_Work item:_ Please print the data shown below without any alteration.

————

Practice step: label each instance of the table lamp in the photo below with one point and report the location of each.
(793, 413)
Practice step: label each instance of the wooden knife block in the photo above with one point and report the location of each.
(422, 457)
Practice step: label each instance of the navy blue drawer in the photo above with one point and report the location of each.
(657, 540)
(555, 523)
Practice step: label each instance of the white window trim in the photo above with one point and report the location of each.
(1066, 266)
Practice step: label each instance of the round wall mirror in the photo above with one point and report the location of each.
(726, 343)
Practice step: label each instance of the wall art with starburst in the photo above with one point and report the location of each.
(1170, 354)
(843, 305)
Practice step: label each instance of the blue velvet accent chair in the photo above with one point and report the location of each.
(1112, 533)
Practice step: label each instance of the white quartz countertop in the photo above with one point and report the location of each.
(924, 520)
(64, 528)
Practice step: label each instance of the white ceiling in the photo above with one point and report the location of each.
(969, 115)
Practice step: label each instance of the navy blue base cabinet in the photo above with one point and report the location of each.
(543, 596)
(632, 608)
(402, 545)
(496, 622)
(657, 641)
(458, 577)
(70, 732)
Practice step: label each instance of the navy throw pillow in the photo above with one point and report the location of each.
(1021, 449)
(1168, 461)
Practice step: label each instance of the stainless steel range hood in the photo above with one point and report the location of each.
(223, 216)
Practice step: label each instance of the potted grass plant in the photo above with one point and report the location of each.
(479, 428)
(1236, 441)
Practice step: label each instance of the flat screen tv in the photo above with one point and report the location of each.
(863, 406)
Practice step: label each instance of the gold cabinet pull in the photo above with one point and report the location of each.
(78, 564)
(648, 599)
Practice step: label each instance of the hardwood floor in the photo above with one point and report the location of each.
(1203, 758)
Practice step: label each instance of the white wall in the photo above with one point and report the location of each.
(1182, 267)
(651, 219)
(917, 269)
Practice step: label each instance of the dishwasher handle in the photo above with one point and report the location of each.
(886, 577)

————

_Response to this task:_
Practice step: label each instance of the table lamp in the photo below with one point and report the location of each.
(793, 413)
Practice step: label each instance of the wooden knife block in the photo above with one point and report the location of each.
(422, 457)
Practice step: label each instance of the navy blue drawer in the photo above with one point and report the location of each.
(657, 540)
(555, 523)
Practice step: label each instance of the white window trim in the photo above with one point and report the location of each.
(1066, 266)
Practice step: label each instance of the round wall mirror in the photo above with one point and report the location of each.
(726, 343)
Practice step: label each instance of the wall art with starburst in the photo above with one point and report the location of each.
(1170, 354)
(843, 305)
Practice step: label each instance of the blue velvet accent chair in the photo above with one point and report the location of each.
(1112, 533)
Practice step: label each instance of the white quartz countertop in the photo above with one point and report the location of each.
(924, 520)
(64, 528)
Practice step: label each instance of the white ceiling in the photo above with one point and report the location of each.
(969, 115)
Practice step: label each instance of the navy blue base cabinet in the photo above with one point and report the location of each.
(543, 596)
(632, 608)
(402, 545)
(496, 622)
(657, 641)
(458, 577)
(70, 732)
Practice step: label each instance of the navy throw pillow in the photo above with one point and report the location of each.
(1021, 449)
(1168, 461)
Practice step: label each instance of the stainless steel range hood in the photo above with one point and report the location of each.
(223, 216)
Practice step: label each instance of the potted grass plant in the photo above with one point and report the location of each.
(479, 428)
(1236, 441)
Practice step: label each instance of the flat screen tv in the photo above with one point and report the location of each.
(863, 406)
Practice step: label each instance of the gold cabinet pull in the photo above with one point and report the location of each.
(78, 564)
(648, 599)
Practice step: label each instance of the hardwood floor in the photo above with one point and report the location of each.
(1203, 758)
Practice step: label each instance of the white wall in the photo above with one point and report the location of each.
(1182, 267)
(651, 219)
(917, 269)
Practice step: label each instance of the dishwasher handle in the photo above with one point and report the location of each.
(886, 577)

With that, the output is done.